*** DOCUMENT TEXT Section Begins ***

“Wine-contamination” of the Adriatic: Examples of punishing wine smugglers from medieval Dubrovnik
By Gordan Ravančić
Acta Histriae, Vol.22:4 (2014)
Abstract: Strict import-export regulations of the medieval Dubrovnik (Ragusean) authorities included also a rather rigid control of the wine trade. Namely, since wine was considered as important nutrition sustenance, these regulations included not only wine import from foreign countries, but also control over the inner trade within the borders of Dubrovnik district (later The Republic of Dubrovnik). Each violation of these regulations was followed by high fines and shedding of the smuggled wine to the sea. However, during the 14th century these regulations had softened and spilling of the wine was substituted with some other forms of punishment.
Introduction: Questions and problems regarding medieval wine-trade on Mediterranean are rather well elaborated in the existing historiography. Undoubtedly wine was quite an important commodity and – as far as regarding Mediterranean – it was not luxurious merchandise. Its importance was tightly connected with the fact that wine, and its production, were one of the foundations/basis of the daily life in the Mediterranean basin.
Pre-modern Dubrovnik in any sense was a part of this pre-modern Mediterranean world, and thus in medieval Dubrovnik situation regarding wine and its daily usage was not different than in any other pre-modern (medieval) city on the Adriatic coast. Wine, its production and trade was an important part of Dubrovnik’s economy which is quite obvious even from Dubrovnik’s medieval statutes, since there are 26 ordinances regarding the treatment of grapes and vine, 9 ordinances regarding vintage, and 20 ordinances regarding wine-trade. In comparison to some other medieval cities on the eastern Adriatic coast like Split and Trogir which had far less ordinances regarding the wine-trade, one has to note that Dubrovnik authorities obviously considered wine and grapes very important for their city.
Moreover, as Major Council of Dubrovnik explicitly stated in one of their conclusions in 1415 wine was considered as one of the first and most necessary things for the health of the human body (“vna de principalioribus et neccesarioribus rebus requisitis sanitati corporum humanorum”). Such a statement reveals the fact that wine in medieval Dubrovnik was considered not only as food trading commodity but primarily as foodstuff with valuable nutritional sustenance. Such an opinion can be corroborated with many examples where wine was given as addition meal to the laborers who worked at communal (public) edifices. Still, the fact that wine contains alcohol could cause in daily life many “problems”, since extensive drinking could lead to alcoholism and possibly to violence.
By the same token, wine and its usage left some trace in Dubrovnik’s contemporary literature. Namely, famous tradesman and author of merchants’ manual Benedetto Cotrugli in his study Della mercatura e del mercante perfetto wrote also about wine and its value in business and daily life. He states that any respectable merchant should have own vineyard and wine cellar, but also that one should be careful with wine consumption since love towards wine drinking could damage his business. Moreover, Cotrugli reveals that extensive drinking can cause spiritual lethargy, impotence and various other diseases.

*** DOCUMENT TEXT Section Ends ***

PROBLEM A:
From the Dubrovnik wine article, list each category of ordinance in Dubrovnik's medieval statutes, with the number of ordinances given for it.
PROBLEM B:
According to the Dubrovnik wine article, in what year did the Major Council of Dubrovnik declare wine one of the most necessary things for the health of the human body?
PROBLEM C:
Condense the paragraph of the Dubrovnik wine article that begins "By the same token" into a short bulleted list that keeps its main facts.

*** SOURCE MATERIAL Section Begins ***

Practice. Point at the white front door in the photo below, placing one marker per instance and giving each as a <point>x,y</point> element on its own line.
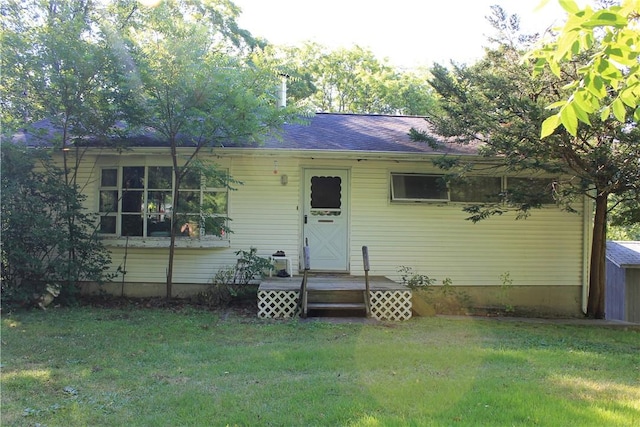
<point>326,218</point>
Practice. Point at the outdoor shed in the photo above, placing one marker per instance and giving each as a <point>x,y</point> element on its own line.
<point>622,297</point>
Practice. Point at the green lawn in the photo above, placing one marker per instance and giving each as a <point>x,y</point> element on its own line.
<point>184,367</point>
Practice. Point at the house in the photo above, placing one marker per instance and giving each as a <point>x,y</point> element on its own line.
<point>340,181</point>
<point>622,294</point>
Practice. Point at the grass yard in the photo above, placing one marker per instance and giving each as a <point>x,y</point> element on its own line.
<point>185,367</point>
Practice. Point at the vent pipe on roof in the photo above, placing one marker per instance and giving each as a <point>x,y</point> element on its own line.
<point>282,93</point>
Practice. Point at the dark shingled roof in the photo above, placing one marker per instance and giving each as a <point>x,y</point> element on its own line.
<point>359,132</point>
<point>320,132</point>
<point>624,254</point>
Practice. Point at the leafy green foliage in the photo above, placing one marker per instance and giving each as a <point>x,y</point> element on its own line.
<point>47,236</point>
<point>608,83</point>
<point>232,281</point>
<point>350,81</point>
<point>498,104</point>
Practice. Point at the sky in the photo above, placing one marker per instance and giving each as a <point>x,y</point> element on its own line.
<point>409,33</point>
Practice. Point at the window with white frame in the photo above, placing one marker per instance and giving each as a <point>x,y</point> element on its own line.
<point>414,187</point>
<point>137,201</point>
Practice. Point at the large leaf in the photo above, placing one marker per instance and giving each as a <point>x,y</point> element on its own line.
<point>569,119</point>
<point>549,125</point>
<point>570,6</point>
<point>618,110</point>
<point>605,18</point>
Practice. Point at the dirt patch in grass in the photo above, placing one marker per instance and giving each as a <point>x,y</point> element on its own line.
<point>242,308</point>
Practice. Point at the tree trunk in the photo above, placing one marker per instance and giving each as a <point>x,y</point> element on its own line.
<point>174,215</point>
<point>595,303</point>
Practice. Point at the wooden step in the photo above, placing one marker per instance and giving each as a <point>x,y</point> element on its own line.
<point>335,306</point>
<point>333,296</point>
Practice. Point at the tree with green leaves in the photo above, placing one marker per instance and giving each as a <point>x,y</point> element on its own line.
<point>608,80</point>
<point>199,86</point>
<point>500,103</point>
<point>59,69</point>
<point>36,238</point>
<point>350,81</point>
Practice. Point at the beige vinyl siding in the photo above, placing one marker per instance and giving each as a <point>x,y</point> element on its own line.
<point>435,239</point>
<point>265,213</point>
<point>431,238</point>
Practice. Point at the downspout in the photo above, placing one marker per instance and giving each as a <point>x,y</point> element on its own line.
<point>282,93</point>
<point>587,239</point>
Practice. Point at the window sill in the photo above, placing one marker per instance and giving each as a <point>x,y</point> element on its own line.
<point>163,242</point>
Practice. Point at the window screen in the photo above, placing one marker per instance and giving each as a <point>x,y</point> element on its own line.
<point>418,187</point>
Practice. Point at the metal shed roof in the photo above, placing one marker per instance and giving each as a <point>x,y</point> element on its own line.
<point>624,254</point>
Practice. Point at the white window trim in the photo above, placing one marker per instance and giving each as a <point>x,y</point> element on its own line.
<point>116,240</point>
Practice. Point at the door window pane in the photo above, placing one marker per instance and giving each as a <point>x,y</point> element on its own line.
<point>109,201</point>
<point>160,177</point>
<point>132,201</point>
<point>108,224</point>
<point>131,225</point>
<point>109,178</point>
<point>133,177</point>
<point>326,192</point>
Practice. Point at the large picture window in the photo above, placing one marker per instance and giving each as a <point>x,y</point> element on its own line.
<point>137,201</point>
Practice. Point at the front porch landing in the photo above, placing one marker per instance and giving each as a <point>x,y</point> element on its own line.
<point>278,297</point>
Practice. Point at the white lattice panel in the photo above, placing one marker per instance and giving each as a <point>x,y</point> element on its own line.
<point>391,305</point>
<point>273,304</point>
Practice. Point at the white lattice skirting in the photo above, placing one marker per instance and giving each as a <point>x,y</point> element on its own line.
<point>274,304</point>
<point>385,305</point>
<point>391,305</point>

*** SOURCE MATERIAL Section Ends ***

OUTPUT A:
- Treatment of grapes and vine: 26 ordinances
- Vintage: 9 ordinances
- Wine-trade: 20 ordinances

OUTPUT B:
1415

OUTPUT C:
- Wine left traces in Dubrovnik's literature of the time.
- Benedetto Cotrugli, a well-known tradesman and author of a merchants' manual, wrote about wine in *Della mercatura e del mercante perfetto*.
- He said a respectable merchant should own a vineyard and a wine cellar.
- He warned that a love of drinking could harm a merchant's business.
- He wrote that heavy drinking can cause spiritual lethargy, impotence and various other diseases.